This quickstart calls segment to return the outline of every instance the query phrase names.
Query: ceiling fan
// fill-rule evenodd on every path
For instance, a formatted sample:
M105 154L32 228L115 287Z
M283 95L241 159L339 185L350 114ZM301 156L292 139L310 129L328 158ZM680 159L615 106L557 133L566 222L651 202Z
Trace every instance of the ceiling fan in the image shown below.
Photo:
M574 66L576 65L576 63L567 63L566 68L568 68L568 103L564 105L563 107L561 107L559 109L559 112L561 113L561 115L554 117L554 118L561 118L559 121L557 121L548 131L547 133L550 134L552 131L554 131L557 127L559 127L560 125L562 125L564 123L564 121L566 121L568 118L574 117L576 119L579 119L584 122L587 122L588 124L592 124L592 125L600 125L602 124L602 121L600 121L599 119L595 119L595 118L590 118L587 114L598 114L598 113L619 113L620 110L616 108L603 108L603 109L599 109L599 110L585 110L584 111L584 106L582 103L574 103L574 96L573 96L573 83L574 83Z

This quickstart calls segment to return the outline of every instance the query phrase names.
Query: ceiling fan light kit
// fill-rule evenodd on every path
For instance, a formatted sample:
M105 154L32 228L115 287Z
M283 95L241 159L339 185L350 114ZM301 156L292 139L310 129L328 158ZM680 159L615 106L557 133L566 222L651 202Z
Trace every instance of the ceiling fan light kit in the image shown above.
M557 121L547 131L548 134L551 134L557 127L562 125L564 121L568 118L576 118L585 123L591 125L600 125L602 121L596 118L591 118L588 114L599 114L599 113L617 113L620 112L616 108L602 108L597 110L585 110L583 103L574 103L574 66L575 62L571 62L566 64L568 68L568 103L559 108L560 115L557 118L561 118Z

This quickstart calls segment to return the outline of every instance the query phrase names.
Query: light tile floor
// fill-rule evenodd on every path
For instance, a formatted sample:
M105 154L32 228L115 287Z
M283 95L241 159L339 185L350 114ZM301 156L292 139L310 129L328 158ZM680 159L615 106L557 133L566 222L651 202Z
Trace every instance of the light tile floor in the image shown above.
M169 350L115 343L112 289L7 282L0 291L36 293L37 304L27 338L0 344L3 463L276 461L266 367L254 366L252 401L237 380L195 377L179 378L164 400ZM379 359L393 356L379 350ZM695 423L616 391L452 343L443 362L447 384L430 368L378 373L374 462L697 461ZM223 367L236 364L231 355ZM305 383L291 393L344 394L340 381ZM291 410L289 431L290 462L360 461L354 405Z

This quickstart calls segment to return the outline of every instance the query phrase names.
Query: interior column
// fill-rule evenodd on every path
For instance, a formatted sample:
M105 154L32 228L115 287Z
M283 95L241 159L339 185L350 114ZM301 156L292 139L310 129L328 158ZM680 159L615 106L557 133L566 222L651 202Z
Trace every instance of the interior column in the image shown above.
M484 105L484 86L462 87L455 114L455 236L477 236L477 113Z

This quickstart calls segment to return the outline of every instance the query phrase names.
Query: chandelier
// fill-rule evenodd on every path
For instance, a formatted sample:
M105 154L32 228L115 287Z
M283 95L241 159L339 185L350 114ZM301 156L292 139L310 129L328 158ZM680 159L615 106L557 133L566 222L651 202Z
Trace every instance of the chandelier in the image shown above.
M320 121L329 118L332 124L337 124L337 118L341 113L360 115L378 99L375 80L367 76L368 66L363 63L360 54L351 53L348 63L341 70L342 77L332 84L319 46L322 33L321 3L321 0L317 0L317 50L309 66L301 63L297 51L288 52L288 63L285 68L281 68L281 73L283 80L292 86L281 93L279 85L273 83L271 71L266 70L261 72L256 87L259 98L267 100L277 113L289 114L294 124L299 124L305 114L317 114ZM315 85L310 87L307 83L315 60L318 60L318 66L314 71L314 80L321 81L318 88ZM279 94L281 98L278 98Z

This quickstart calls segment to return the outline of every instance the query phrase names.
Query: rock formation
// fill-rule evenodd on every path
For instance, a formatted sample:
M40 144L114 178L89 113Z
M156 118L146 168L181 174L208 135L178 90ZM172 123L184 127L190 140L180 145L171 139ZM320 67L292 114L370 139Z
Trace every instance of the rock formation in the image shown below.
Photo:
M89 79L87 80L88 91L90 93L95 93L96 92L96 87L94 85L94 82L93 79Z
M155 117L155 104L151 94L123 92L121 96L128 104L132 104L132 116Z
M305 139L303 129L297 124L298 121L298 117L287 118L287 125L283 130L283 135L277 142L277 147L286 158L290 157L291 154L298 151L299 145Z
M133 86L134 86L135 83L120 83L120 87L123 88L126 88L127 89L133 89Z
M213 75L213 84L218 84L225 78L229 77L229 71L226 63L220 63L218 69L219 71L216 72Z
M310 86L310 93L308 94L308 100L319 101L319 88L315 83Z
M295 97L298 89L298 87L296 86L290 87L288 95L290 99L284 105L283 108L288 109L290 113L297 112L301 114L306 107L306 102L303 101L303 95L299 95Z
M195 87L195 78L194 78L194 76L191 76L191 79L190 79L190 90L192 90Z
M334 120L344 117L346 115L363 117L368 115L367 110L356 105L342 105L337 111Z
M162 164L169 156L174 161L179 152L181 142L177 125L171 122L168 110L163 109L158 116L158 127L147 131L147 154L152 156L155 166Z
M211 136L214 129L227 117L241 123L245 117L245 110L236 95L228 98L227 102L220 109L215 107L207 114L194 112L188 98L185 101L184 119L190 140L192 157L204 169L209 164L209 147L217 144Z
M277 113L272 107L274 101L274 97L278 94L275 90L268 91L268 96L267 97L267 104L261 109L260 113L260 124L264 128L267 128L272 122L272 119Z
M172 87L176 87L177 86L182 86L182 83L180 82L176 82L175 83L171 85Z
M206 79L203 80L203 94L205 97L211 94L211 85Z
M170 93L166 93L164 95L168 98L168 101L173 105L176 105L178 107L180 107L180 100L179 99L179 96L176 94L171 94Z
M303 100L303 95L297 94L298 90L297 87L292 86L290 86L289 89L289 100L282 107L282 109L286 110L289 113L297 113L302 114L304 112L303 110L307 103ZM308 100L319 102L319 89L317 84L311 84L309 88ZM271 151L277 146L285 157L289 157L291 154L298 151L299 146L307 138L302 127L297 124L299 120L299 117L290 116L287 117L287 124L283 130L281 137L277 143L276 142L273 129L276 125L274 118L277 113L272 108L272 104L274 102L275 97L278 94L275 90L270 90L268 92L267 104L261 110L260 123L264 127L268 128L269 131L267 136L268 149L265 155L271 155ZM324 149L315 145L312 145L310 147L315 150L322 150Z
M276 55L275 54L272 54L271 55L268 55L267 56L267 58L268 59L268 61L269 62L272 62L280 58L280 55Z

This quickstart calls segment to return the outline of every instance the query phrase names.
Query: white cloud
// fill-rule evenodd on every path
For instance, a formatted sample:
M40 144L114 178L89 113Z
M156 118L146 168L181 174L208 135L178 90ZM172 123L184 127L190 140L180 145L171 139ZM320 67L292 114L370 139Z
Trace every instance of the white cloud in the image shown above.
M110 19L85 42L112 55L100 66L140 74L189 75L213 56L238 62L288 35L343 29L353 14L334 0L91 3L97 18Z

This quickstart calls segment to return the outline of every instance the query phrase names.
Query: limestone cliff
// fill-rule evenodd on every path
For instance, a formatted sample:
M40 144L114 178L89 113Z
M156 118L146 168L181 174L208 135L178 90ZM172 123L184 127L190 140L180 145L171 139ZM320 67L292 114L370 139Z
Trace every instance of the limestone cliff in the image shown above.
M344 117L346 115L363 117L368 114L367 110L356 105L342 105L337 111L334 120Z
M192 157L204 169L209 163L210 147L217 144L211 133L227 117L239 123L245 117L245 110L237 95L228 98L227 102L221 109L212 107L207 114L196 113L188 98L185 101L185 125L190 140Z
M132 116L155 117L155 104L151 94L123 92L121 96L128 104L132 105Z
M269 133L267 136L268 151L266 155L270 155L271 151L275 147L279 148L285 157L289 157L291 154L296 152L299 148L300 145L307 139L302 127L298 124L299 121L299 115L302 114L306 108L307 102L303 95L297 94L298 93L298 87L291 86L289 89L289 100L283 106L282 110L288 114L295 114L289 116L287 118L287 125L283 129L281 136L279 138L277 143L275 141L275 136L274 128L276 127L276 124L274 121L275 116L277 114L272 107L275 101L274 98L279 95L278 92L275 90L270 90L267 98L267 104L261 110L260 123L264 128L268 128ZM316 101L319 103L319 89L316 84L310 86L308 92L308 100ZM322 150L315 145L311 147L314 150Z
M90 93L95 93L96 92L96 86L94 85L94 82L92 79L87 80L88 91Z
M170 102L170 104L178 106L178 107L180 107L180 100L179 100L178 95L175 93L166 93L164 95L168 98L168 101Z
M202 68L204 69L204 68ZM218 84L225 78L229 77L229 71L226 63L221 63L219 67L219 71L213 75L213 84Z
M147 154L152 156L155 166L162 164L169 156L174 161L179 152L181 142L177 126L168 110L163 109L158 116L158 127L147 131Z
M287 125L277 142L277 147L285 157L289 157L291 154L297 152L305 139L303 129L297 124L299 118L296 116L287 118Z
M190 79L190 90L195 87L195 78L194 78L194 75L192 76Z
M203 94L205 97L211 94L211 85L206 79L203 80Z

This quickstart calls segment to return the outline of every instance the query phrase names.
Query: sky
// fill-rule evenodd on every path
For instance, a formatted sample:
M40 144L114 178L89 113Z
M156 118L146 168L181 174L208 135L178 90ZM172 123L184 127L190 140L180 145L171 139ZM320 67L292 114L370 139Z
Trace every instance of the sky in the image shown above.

------------------------------------------------------------

→ Exercise prompt: Return every line from the listing above that contains the word "below".

→ Full response:
Trace every instance of the ceiling fan in the image shown below.
Trace every instance of the rock formation in the image shown below.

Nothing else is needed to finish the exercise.